» PAGE TEXT:
It all begins with a nod.

As I descend into the ultra-trendy basement space of West Lounge, one of Toronto's newer "it" spots, the doorman gives me the typical look of approval and allows my passage through the doorway.

The nod sums up Toronto nightlife. It is friendly without being even remotely explicit, pretentious without being off-putting and arrogant enough to rank alongside the other after-hours capitals of the world.

The once-derelict grand old hotels of Queen Street West have been refurbished to become hipster hangouts such as The Drake and The Gladstone.

The old factories and warehouses of King Street are now posh venues and restaurants, while the club district's venues continue to reinvent themselves to meet the demands of a new generation.
This is the Toronto that plays host to some of the world's top designers, top DJs and top celebrities every September for the Toronto International Film Festival. The rest of the year, many of Hollywood's top guns haunt neighborhoods such as trendy Yorkville sipping lattes or shopping before heading out on the town.

Many of those top names indulge in a trend that has gripped the city for about two years - the resto-lounge.

Queen Street's Ultra Supper Club, just a stone's throw from the heart of the club district, is the poshest example. Ultra blends a rare fusion of lascivious lounging and delectable dining, all wrapped in soft tones and minimalist touches.

Other dinner clubs such as Brant House and the more relaxed Habitat add weight to the claim that Toronto's resto-lounge vibe is not to be missed.

With almost every nationality on Earth represented in this city's 2.5 million inhabitants, some of the best design trends, music and even cocktail recipes from around the globe have been adopted as its own.

El Convento Rico blasts Latin music, while the tucked-away-nook Pravda pours premium vodkas - most of them Eastern European ? and other bars and lounges offer entertainment from across the globe.

A friend once asked me why I love this city. I told him it's because, as in any great city, anything can happen and anything is possible once the sun sets and the mirror balls begin to spin.
Then I gave him a nod and walked away.

Chris Atchison's day job sends him out at night; he's a nightlife reporter for Toronto's Metro Newspaper. Here are his favorite local haunts.

» DATA SEGMENT:
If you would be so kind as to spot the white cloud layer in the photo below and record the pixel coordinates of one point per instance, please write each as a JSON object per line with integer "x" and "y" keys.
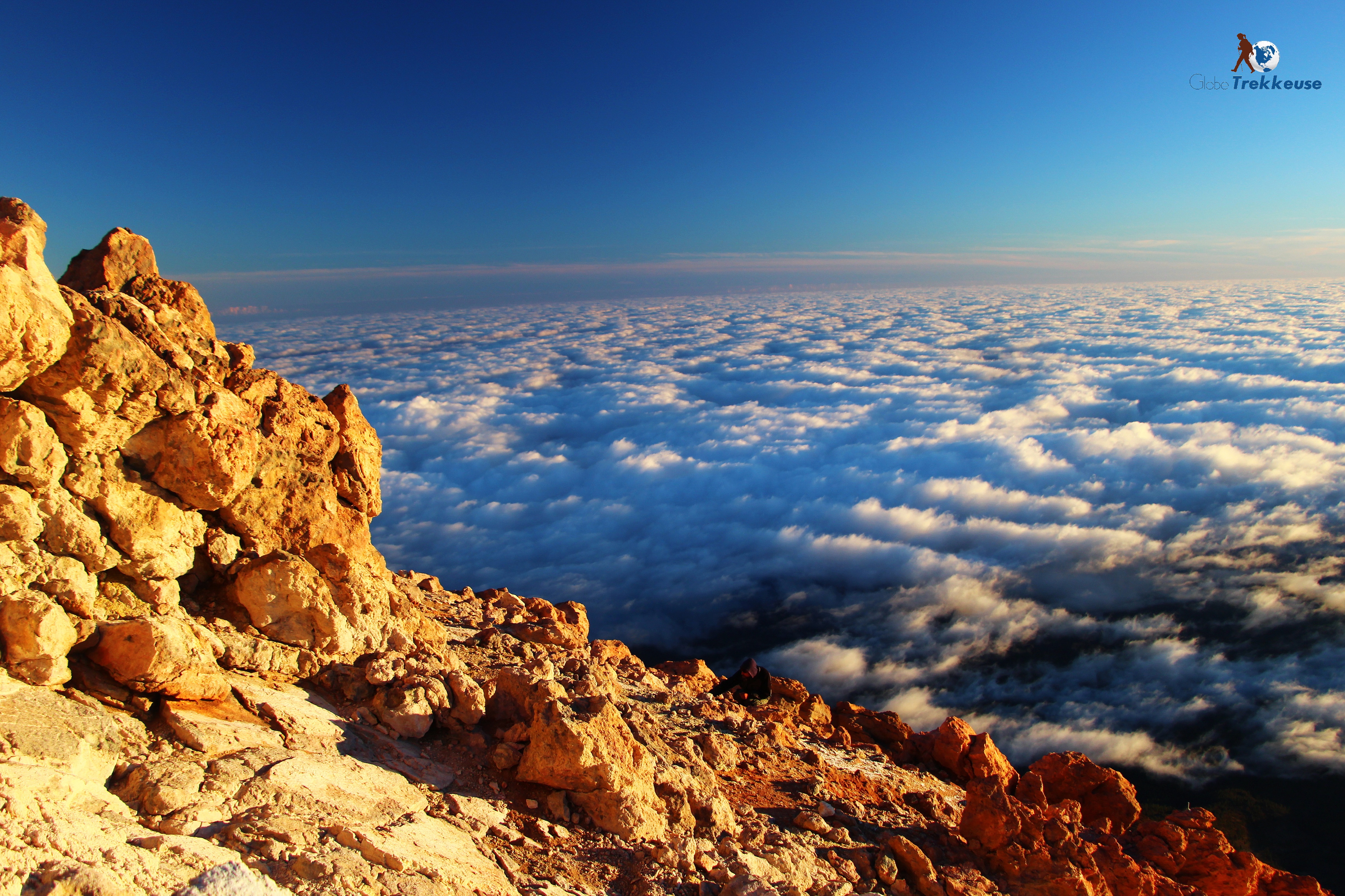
{"x": 1095, "y": 519}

» TASK TO CARRY OUT: Transcribe the stretch of the Toronto nightlife piece from "The nod sums" through "of the world.". Rely solely on the Toronto nightlife piece, not on the data.

» WORKED SOLUTION:
The nod sums up Toronto nightlife. It is friendly without being even remotely explicit, pretentious without being off-putting and arrogant enough to rank alongside the other after-hours capitals of the world.